#### [How to complete this task]
The entries below contain a line with "roof bungalow, placing" and a line with "<point>671,672</point>". Quote exactly those two lines and all lines between them.

------------------------------------------------

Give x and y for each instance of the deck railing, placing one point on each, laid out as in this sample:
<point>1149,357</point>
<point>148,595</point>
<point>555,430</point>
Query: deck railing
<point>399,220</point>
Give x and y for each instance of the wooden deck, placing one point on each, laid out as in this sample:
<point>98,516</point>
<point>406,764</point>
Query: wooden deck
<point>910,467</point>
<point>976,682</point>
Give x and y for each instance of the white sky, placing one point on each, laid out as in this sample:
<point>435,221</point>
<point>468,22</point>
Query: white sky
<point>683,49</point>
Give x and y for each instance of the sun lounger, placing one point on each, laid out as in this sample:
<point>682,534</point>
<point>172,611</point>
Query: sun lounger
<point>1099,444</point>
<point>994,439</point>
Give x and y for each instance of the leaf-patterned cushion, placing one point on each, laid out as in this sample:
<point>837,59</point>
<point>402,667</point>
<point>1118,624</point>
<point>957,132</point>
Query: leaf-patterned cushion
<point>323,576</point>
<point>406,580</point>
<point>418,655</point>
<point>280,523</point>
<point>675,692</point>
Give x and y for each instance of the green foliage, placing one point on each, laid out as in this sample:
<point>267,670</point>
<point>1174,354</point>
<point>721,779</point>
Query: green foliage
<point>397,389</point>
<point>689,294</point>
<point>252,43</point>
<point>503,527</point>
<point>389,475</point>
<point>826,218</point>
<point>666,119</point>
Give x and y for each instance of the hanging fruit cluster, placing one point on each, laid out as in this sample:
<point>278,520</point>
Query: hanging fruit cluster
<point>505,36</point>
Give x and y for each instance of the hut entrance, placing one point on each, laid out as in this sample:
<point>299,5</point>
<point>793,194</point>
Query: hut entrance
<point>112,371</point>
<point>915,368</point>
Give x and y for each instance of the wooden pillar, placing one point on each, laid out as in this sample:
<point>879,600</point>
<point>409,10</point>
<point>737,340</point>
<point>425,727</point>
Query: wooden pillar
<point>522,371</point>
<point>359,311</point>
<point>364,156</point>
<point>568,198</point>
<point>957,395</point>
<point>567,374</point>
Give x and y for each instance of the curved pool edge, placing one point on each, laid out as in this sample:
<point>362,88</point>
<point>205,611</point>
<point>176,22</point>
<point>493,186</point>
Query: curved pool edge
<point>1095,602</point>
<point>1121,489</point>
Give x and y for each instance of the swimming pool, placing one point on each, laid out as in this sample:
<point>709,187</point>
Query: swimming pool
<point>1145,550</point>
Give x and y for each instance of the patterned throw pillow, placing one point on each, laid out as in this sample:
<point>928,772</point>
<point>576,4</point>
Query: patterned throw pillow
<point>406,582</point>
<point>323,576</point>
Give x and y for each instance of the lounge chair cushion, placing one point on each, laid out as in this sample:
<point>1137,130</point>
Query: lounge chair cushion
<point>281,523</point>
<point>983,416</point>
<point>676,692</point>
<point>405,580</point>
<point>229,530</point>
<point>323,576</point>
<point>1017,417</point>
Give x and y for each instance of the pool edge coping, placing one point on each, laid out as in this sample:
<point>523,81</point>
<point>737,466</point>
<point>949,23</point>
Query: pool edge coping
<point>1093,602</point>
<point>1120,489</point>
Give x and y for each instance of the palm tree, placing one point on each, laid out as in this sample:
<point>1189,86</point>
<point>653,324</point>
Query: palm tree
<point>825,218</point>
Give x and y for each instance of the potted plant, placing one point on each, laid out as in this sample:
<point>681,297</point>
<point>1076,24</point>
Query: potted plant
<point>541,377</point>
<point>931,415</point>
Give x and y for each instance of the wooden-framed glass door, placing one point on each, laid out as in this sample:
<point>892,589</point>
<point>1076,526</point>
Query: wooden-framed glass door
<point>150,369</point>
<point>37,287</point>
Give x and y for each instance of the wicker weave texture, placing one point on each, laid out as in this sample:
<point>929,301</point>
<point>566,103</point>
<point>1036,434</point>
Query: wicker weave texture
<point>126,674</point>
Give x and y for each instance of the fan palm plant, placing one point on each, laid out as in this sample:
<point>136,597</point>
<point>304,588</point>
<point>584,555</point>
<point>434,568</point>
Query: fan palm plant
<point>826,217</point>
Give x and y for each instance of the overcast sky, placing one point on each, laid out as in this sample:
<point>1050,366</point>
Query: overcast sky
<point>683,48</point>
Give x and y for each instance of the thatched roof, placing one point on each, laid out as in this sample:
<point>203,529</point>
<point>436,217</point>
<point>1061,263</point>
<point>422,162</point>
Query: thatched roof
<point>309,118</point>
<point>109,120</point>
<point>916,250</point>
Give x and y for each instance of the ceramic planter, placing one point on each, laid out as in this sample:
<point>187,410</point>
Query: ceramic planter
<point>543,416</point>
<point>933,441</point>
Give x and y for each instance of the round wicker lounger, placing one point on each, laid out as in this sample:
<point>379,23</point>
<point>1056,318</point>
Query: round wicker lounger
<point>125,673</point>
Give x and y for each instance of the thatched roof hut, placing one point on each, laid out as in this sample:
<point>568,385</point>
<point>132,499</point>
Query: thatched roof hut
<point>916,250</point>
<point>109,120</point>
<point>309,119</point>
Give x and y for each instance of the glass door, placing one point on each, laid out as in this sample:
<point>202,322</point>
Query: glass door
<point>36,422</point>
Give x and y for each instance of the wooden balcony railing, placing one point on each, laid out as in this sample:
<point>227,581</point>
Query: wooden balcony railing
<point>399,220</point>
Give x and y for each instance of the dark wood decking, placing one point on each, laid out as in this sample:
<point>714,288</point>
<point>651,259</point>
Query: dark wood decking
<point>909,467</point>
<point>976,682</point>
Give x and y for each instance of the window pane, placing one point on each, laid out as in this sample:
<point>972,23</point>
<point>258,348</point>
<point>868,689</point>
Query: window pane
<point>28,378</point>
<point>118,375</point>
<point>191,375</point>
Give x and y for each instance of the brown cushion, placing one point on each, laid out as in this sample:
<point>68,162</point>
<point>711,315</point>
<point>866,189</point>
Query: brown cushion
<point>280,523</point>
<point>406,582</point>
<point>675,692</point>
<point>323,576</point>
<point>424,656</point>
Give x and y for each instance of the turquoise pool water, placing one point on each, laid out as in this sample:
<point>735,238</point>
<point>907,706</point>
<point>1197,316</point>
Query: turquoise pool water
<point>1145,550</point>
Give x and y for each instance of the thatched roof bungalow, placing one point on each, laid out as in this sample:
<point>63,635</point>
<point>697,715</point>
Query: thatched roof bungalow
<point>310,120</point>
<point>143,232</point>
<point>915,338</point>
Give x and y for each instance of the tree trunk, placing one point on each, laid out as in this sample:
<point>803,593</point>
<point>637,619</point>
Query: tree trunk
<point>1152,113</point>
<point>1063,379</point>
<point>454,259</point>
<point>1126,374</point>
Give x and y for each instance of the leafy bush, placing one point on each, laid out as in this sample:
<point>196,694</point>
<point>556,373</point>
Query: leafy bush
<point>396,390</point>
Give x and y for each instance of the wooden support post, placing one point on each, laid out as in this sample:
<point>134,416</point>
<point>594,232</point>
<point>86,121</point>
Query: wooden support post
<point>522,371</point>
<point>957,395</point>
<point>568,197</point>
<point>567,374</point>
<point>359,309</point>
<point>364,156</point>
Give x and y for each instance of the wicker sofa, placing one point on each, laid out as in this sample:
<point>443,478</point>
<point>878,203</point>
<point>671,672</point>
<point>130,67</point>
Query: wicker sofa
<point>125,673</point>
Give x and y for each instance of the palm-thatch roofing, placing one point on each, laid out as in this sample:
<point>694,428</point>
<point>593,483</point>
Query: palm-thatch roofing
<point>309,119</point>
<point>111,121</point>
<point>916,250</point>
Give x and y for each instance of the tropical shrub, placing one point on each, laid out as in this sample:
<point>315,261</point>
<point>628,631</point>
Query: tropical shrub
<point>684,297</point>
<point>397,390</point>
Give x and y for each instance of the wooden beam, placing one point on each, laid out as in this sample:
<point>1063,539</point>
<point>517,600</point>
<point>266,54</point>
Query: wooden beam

------------------------------------------------

#### [Answer space]
Give x and y for each instance of the thatched roof bungalow, placing one point on each, laid out as in this sample:
<point>63,635</point>
<point>697,715</point>
Query: thatched roof bungalow
<point>310,120</point>
<point>143,232</point>
<point>915,338</point>
Give x and y for each instance of the tree trunk, placing one point on each, laid out as in this sample:
<point>803,593</point>
<point>637,619</point>
Query: tree trunk
<point>1152,113</point>
<point>1063,379</point>
<point>454,259</point>
<point>1126,374</point>
Give x and y for each instance of the leafy bush, placing one point on each, laid out as in this sample:
<point>196,694</point>
<point>556,373</point>
Query: leafy bush
<point>396,390</point>
Give x and y for each instance of the wooden support post, placing one point on each, laid out as in this sample:
<point>134,416</point>
<point>594,232</point>
<point>86,121</point>
Query: wooden support post
<point>522,371</point>
<point>957,395</point>
<point>568,197</point>
<point>567,374</point>
<point>359,309</point>
<point>364,156</point>
Give x and y for each instance of the wicker sofa, placing one point on each, laid out as in this sample:
<point>443,478</point>
<point>878,203</point>
<point>671,672</point>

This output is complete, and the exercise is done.